### Records to process
----------------------------------------

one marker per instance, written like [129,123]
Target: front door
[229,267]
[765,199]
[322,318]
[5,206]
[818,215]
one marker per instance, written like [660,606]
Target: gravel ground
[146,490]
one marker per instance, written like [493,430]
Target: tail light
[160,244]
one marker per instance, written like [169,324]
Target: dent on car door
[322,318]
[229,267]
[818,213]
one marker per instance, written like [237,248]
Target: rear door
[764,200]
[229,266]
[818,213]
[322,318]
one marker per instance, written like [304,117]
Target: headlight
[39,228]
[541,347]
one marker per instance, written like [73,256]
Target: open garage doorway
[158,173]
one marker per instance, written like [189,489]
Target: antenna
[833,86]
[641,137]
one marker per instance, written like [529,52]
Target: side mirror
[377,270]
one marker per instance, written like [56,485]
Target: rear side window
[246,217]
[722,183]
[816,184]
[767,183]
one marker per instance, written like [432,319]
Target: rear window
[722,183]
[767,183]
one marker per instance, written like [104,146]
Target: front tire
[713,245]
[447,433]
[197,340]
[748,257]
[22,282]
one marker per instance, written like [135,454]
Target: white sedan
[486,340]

----------------------------------------

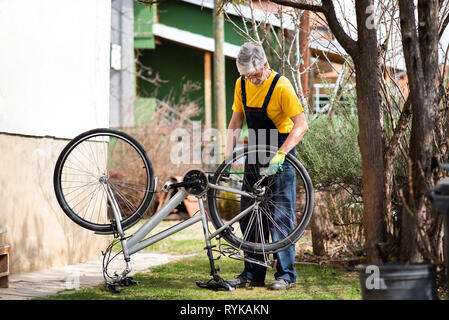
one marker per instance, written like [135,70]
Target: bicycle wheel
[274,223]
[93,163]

----------------------------------------

Can you gather every line above that contains the word "front" and copy each one out in full?

Target: front door
Target: front tire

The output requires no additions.